Fixes: e88c64f0a425 ("tcp: allow effective reduction of TCP's rcv-buffer via setsockopt")
Signed-off-by: Jason Xing <xingwanli@kuaishou.com>
---
 net/core/filter.c | 7 ++++---
 net/core/sock.c   | 8 +++++---
 2 files changed, 9 insertions(+), 6 deletions(-)

Comments

Eric Dumazet Feb. 15, 2022, 3:25 p.m. UTC | #1

On Tue, Feb 15, 2022 at 2:37 AM <kerneljasonxing@gmail.com> wrote:
>
> From: Jason Xing <xingwanli@kuaishou.com>
>
> Normally, user doesn't care the logic behind the kernel if they're
> trying to set receive buffer via setsockopt. However, if the new value
> of the receive buffer is not smaller than the initial value which is
> sysctl_tcp_rmem[1] implemented in tcp_rcv_space_adjust(), the server's
> wscale will shrink and then lead to the bad bandwidth. I think it is
> not appropriate.

Then do not use SO_RCVBUF ?

It is working as intended really.

>
> Here are some numbers:
> $ sysctl -a | grep rmem
> net.core.rmem_default = 212992
> net.core.rmem_max = 40880000
> net.ipv4.tcp_rmem = 4096        425984  40880000
>
> Case 1
> on the server side
>     # iperf -s -p 5201
> on the client side
>     # iperf -c [client ip] -p 5201
> It turns out that the bandwidth is 9.34 Gbits/sec while the wscale of
> server side is 10. It's good.

────────────────────

◆ **What you are asked to do**
Reproduce the TCP receive buffer thread word for word, starting at "Signed-off-by: Jason Xing" and ending at "insertions(+), 6 deletions(-)".

◆ **Data section**
────────────────────

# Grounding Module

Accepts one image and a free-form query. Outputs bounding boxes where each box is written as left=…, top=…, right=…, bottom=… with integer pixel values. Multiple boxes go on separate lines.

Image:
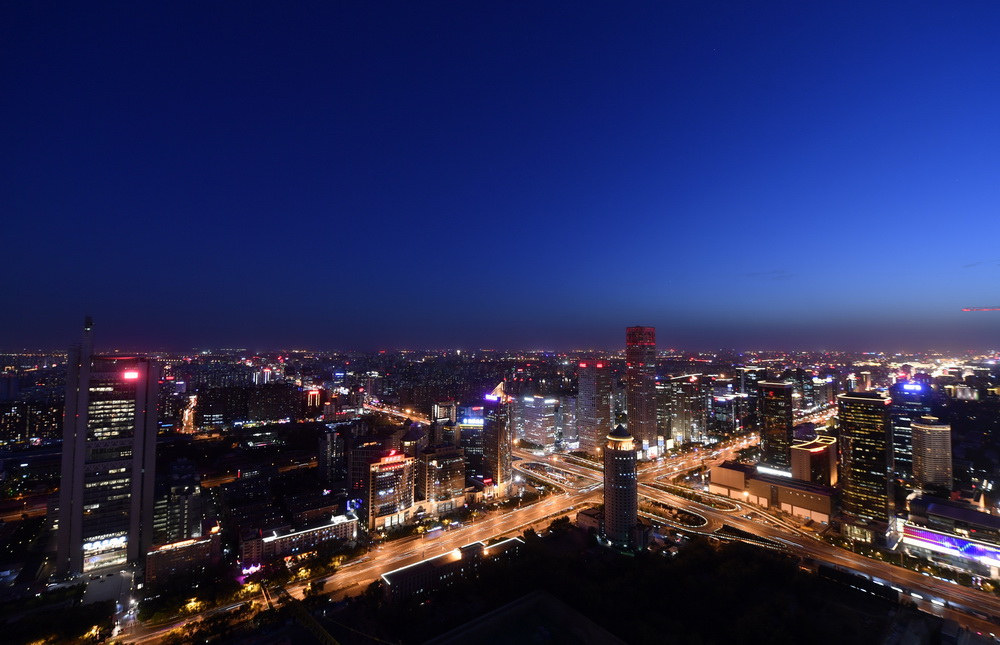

────────────────────

◆ **Solution to this task**
Signed-off-by: Jason Xing <xingwanli@kuaishou.com>
---
 net/core/filter.c | 7 ++++---
 net/core/sock.c   | 8 +++++---
 2 files changed, 9 insertions(+), 6 deletions(-)